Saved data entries
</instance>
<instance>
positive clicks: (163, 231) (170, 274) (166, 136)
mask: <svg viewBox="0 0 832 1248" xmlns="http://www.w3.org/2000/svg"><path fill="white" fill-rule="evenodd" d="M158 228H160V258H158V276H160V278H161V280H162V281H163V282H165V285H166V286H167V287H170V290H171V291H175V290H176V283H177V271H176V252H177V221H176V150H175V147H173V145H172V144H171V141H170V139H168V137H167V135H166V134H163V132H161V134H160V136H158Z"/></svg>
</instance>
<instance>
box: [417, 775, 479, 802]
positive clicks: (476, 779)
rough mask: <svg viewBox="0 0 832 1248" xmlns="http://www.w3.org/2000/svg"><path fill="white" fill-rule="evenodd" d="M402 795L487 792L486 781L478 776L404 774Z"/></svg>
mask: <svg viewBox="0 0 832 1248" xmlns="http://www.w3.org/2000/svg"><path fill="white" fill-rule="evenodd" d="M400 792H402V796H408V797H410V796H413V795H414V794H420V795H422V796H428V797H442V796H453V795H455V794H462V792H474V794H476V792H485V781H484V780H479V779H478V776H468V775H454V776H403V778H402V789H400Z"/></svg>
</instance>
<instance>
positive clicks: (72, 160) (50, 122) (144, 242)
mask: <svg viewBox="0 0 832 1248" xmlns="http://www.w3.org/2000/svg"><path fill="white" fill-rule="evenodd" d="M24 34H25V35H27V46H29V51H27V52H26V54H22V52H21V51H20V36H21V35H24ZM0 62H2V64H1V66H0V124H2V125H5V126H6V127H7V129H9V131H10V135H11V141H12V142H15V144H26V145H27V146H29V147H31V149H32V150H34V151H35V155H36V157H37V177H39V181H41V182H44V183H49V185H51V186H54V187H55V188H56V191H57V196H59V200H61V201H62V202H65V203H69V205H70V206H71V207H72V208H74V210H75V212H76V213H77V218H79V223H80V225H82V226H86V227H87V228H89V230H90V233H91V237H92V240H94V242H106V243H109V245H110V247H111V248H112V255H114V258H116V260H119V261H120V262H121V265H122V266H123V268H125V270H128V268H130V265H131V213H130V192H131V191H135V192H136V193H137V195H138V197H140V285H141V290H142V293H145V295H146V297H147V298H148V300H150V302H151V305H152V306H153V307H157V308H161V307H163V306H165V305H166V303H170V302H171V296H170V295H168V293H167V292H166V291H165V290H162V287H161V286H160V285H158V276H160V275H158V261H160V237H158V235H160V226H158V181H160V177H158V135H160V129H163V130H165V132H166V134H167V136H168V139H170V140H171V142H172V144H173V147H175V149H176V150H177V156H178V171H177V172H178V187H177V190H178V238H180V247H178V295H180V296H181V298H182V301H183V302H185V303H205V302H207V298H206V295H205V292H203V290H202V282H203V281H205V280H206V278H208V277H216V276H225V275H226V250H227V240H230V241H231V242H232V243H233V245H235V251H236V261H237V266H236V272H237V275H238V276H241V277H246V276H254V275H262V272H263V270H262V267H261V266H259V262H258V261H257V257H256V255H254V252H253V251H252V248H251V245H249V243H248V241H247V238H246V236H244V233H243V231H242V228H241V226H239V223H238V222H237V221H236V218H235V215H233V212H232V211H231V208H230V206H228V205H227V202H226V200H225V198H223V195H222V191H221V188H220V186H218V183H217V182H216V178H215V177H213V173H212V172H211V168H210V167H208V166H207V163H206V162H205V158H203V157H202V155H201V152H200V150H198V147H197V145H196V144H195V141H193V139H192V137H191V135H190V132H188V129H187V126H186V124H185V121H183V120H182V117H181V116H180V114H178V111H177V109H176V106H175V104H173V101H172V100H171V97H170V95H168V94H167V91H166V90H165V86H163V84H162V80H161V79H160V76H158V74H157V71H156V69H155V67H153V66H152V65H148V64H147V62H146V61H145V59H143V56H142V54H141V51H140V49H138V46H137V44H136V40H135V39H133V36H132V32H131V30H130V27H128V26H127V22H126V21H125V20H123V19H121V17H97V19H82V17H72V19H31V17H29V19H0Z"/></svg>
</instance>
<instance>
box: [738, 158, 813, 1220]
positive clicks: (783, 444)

* _PROBLEM TO WORK ON_
How many lines of the listing above contain the string "positive"? Reply with the number alone.

* _EXERCISE SOLUTION_
4